DATA EXCERPTS
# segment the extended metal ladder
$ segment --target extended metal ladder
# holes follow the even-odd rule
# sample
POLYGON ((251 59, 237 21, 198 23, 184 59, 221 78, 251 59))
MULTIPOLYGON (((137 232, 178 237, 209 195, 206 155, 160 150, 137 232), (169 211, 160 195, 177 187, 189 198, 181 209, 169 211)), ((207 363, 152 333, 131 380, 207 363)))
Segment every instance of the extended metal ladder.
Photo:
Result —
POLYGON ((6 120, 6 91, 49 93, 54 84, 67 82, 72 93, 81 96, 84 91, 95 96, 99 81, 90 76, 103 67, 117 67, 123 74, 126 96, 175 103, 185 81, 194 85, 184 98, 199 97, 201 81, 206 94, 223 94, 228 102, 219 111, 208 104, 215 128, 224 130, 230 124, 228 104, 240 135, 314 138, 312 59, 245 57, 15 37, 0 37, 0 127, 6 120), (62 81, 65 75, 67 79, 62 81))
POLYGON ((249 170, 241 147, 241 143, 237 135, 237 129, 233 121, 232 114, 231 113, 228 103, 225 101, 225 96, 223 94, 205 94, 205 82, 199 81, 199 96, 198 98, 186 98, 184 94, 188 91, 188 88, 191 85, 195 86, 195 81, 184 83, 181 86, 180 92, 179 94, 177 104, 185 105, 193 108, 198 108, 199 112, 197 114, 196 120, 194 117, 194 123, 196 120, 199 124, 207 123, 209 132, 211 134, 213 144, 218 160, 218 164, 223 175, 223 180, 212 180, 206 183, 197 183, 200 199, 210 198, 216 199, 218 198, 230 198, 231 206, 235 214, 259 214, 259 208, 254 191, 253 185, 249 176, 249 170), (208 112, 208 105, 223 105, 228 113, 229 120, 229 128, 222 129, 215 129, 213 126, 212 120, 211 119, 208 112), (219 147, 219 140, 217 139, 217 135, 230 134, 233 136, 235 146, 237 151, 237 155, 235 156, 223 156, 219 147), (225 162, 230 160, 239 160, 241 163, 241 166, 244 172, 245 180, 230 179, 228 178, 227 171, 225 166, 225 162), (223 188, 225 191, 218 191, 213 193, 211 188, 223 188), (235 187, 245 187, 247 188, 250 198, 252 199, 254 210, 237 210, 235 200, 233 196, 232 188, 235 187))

EXERCISE OBJECTIVE
Copy the rows from the very first one through the line containing "POLYGON ((251 59, 237", reproducing each line character for character.

EXERCISE SOLUTION
# segment the extended metal ladder
$ segment --target extended metal ladder
# holes follow the even-odd rule
# sample
POLYGON ((251 59, 237 21, 198 23, 184 59, 221 78, 251 59))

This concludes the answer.